» TASK GOAL:
Copy every line from the records below that carries the word "dress".

----------------

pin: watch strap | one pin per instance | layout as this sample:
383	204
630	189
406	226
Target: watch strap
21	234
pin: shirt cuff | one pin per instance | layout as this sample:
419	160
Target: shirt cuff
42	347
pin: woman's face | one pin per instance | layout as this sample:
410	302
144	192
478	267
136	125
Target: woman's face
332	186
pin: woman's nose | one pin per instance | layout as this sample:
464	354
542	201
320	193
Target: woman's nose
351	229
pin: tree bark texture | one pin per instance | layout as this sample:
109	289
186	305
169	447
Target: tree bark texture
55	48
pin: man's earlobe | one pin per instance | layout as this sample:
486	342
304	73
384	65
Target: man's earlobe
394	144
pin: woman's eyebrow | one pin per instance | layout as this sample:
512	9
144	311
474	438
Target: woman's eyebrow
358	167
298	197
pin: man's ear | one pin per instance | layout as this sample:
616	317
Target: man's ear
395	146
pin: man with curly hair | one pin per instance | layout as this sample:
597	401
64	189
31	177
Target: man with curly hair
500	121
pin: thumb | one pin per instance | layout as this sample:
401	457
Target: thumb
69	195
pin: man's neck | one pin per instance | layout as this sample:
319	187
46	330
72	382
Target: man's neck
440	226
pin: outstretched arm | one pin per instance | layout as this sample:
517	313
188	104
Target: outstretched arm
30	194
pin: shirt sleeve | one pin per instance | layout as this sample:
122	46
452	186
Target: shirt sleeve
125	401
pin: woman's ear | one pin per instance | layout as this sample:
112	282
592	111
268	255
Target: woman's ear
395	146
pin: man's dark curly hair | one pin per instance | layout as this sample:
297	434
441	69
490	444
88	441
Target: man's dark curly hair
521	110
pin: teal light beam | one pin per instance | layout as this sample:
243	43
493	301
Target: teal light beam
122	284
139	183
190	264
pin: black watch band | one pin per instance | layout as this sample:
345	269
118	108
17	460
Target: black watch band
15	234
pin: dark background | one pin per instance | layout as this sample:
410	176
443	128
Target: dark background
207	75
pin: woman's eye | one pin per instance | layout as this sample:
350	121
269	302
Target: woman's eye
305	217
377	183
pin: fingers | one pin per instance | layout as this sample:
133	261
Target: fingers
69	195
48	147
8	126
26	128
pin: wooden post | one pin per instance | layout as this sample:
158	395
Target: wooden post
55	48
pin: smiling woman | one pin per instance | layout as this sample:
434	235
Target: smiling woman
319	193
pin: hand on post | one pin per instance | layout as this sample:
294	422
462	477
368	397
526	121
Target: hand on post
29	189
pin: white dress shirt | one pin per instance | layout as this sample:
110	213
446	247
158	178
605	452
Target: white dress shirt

----------------

» YOUR SOLUTION:
pin: white dress shirt | one pin per instance | layout as this sample:
Target: white dress shirt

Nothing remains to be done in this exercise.